Labeled area outline entries:
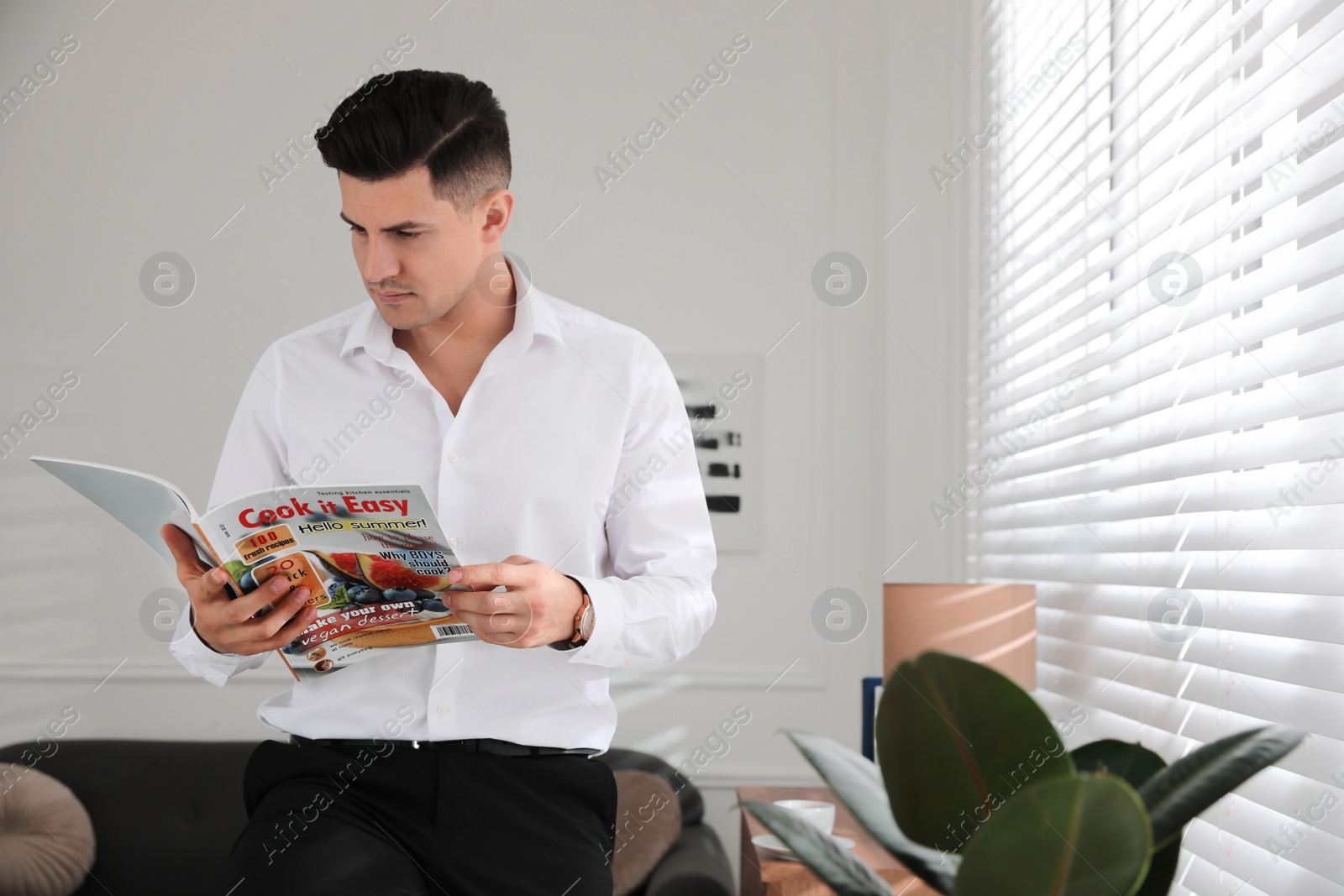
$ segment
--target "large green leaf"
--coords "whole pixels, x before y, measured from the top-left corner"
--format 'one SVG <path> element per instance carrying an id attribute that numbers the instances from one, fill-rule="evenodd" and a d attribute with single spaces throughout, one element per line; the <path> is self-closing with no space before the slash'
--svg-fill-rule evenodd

...

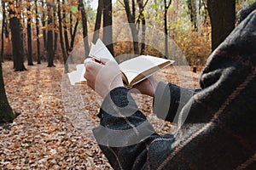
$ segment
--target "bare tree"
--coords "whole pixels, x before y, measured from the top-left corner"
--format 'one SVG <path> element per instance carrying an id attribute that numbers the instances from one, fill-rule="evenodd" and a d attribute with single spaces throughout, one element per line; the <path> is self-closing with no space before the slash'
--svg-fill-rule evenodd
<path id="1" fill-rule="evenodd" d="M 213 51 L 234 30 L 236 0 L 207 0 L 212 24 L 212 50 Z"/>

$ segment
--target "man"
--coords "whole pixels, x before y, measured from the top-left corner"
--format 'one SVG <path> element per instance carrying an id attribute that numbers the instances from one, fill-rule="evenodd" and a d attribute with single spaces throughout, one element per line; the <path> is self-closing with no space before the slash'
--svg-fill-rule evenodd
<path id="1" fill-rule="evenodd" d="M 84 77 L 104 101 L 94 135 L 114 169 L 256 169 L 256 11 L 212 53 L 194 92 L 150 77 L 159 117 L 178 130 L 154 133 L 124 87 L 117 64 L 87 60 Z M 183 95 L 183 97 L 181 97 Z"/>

...

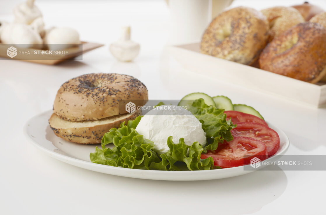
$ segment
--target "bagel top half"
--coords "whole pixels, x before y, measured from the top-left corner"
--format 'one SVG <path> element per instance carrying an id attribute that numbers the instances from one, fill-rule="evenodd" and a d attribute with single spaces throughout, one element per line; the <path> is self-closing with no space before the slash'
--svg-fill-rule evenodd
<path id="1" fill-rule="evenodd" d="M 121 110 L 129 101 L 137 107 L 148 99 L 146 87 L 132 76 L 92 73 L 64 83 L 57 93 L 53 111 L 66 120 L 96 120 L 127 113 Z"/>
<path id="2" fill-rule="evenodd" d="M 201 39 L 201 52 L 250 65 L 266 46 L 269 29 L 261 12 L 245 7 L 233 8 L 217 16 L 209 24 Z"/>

SHORT PROBLEM
Show each line from the items above that contains the word "target".

THE RESPONSE
--target "large green leaf"
--target "bare tree"
--target "man"
--target "bagel top half"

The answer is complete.